READING TEXT:
__________________________________________________

The best way to treat malaria



By Ifeyinwa Ugo-Amadi



Malaria is a mosquito-borne disease caused by a parasitic protozoan known as Plasmodium. It was estimated to infect about 198 million people resulting in the death of about 584 000 people as at 2013. Of this number, about 90% of them are in Africa.1 Of all the disease causing species of the genus Plasmodium, P. falciparum is known to cause more deaths.

Plasmodium is transmitted by the female anopheles mosquito and is introduced into the bloodstream of humans as the mosquito feeds. The infective form of the protozoan gets to the liver from the blood stream and reproduces in it. Then, it infects the red blood cells and destroys it; consuming the haemoglobin.

Malaria is a preventable and treatable disease. However, prevention has been difficult in some regions of the world because most mosquitoes have developed resistance to insecticides and other ways of curbing the proliferation of mosquitoes are not adhered to. Drug resistance has made many erstwhile effective antimalaria agents ineffective in treating malaria. The current use of artemisinin-based combination therapies (ACTs) as first-line drugs in the treatment of malaria aims at slowing drug resistance.

 ACTs are drugs that contain the artemisinin molecule or its derivative as the main molecular ingredient, to it is attached another Plasmodium-killing drug. Artemisinin contains an unusual peroxide bridge believed to be responsible for its mechanism of action. When the artemisinin comes in contact with the protozoa, the iron consumed by the parasite reduces this peroxide bond resulting in the generation of highly reactive radicals. These radicals damage the parasite membrane by covalently binding to its membrane protein.

Symptoms appear between 10-15 days after bite from an infected mosquito. They include; weakness, chills, fever, headache, vomiting etc. These symptoms arise as a result of the
depletion of the red blood cells and action of the immune system to the release of toxic wastes by the parasite.  Depletion of red blood cells can hinder the transportation of oxygen which is necessary for other metabolic activities.

__________________________________________________

YOUR ASSIGNMENT:
Continue the malaria text from its final sentence, picking up after the point about oxygen transport.

EXTRACTED ENTRIES:

__________________________________________________

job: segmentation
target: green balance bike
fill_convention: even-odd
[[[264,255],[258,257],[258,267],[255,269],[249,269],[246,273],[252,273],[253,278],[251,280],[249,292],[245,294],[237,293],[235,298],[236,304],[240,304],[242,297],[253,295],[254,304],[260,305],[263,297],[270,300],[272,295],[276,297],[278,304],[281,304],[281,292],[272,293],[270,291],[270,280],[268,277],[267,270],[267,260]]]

__________________________________________________

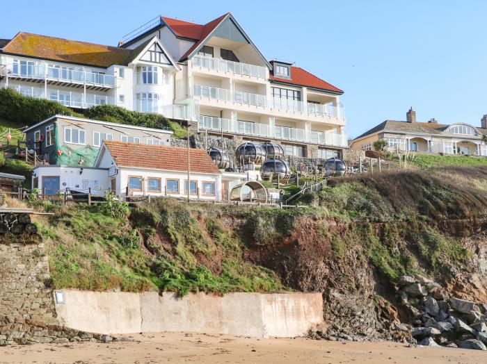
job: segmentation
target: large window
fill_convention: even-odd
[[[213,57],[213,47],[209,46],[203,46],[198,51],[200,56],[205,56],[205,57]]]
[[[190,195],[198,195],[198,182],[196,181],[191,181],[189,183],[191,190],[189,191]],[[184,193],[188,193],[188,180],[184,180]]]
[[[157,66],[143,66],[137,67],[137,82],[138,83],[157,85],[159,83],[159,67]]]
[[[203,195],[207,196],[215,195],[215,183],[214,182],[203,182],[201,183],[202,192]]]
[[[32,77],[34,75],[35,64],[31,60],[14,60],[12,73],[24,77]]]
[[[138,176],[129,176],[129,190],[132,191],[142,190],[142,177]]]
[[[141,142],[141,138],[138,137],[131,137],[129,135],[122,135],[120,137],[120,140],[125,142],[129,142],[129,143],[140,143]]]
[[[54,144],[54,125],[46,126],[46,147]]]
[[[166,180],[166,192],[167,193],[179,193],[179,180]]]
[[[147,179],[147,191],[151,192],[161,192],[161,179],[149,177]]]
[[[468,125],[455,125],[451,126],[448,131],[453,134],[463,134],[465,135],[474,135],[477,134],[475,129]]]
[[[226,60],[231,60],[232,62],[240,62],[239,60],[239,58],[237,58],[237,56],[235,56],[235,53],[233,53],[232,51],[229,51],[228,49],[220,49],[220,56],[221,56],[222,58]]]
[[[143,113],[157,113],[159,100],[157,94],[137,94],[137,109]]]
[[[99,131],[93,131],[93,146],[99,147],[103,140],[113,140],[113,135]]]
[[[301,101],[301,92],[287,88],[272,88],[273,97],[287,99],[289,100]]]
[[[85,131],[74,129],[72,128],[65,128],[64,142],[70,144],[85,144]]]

__________________________________________________

TASK RESPONSE:
The use of multivitamins containing trace elements such as Fe2+, Cu2+ and Zn alongside ACTs have been advised against because these trace elements reduce the efficacy of the drug . Trace elements have the ability to catalyse the physiological breakdown of the peroxide bridge through an auto induced hydrolytic cleavage. When artemisinin is taken with any of these multivitamins, the trace elements activate the artemisinin before it gets to the target cell(malaria parasite) causing it to destroy other cells rather than the malaria parasite. This makes the ACTs inactive to the malaria parasite. If needed, supplements which will not catalyse the breakdown of the peroxide bridge of artemisinin is preferable as it promotes appetite, quick recovery and does not hinder the efficacy of ACTs.

An iron supplement which does not dissociate to form Fe2+ in the body yet promotes appetite and quick recovery is the Iron (III) polymaltose. Iron (III) polymaltose complex is made of non-ionic iron (III), in form of polynuclear iron (III) hydroxide and polymaltose ligands. The resulting complex is stable. Being in a non-ionic form, iron from iron (III) polymaltose does not interact with food components and ACTs.